READING TEXT

HPL FAQ

General questions

What is HPL?

HPL is a portable implementation of the Linpack benchmark.

What is the license for the HPL code?

All components of the code are distributed under the original BSD license.

Where do I send my suggestions or questions about HPCC?

Please send your questions to dongarra @ eecs.utk.edu.

What does HPL measure?

HPL measures the floating point execution rate for solving a system of linear equations.

What software in addition to the benchmark program is needed?

User must supply a machine specific version of MPI and the BLAS.

What is Gflop/s?

Gflop/s is a rate of execution - billion (ten to the 9th power) of floating point operations per second. Whenever this term is used it refers to 64-bit floating point operations and the operations are either addition or multiplication (a “fused” multiply/add is counted as two floating point operations).

What is the theoretical peak performance?

The theoretical peak is based not on an actual performance from a benchmark run, but on a paper computation to determine the theoretical peak rate of execution of floating point operations for the machine. This is the number manufacturers often cite; it represents an upper bound on performance. That is, the manufacturer guarantees that programs will not exceed this rate-sort of a "speed of light" for a given computer. The theoretical peak performance is determined by counting the number of floating-point additions and multiplications (in full precision) that can be completed during a period of time, usually the cycle time of the machine. For example, an Intel Itanium 2 at 1.5 GHz can complete 4 floating point operations per cycle or a theoretical peak performance of 6 GFlop/s.

EXERCISE REQUIREMENTS
**1)** Reproduce the HPL FAQ word for word, starting with "HPL measures the" and going on through "floating point operations).".
**2)** Carry on the HPL FAQ from the point where it stops.

DATA SEGMENT
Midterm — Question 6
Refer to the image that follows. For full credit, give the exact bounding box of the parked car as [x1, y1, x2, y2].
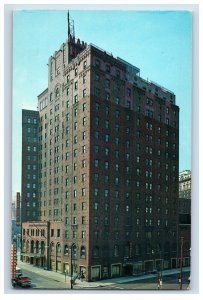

ANSWERS IN ORDER
**1)**
HPL measures the floating point execution rate for solving a system of linear equations.

What software in addition to the benchmark program is needed?

User must supply a machine specific version of MPI and the BLAS.

What is Gflop/s?

Gflop/s is a rate of execution - billion (ten to the 9th power) of floating point operations per second. Whenever this term is used it refers to 64-bit floating point operations and the operations are either addition or multiplication (a “fused” multiply/add is counted as two floating point operations).

**2)**
Why is my performance results below the theoritical peak?

The performance of a computer is a complicated issue, a function of many interrelated quantities. These quantities include the application, the algorithm, the size of the problem, the high-level language, the implementation, the human level of effort used to optimize the program, the compiler's ability to optimize, the age of the compiler, the operating system, the architecture of the computer, and the hardware characteristics. The results presented for this benchmark suite should not be extolled as measures of total system performance (unless enough analysis has been performed to indicate a reliable correlation of the benchmarks to the workload of interest) but, rather, as reference points for further evaluations.

Why are the performance results for my computer different than some other machine with the same characteristics?

There are many reasons why your results may vary from results recorded in previous machines. Issues such as load on the system, accuracy of the clock, compiler options, version of the compiler, size of cache, bandwidth from memory, amount of memory, etc can effect the performance even when the processors are the same.

What about the one processor case?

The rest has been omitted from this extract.